Arrange every line of the material below as a Markdown table with the columns "Row" and "Line," numbering the rows in order and leaving out any blank lines.

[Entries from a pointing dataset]
★ ★ ★
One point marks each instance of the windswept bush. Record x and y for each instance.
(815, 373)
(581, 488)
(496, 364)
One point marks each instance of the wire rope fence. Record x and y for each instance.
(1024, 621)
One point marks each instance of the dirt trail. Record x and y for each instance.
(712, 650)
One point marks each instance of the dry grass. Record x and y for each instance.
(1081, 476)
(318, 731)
★ ★ ★
Response to this exercise
| Row | Line |
|---|---|
| 1 | One point marks each instance of the windswept bush. Record x and y for each instance. |
| 2 | (815, 373) |
| 3 | (581, 488) |
| 4 | (496, 364) |
| 5 | One point marks each instance of the wire rope fence. Record x and y for each instance. |
| 6 | (1024, 621) |
| 7 | One point marks each instance of the dirt trail. Record x and y for each instance. |
| 8 | (712, 650) |
| 9 | One point marks each instance of the dry grass. Record x and y for each instance. |
| 10 | (1081, 476) |
| 11 | (318, 731) |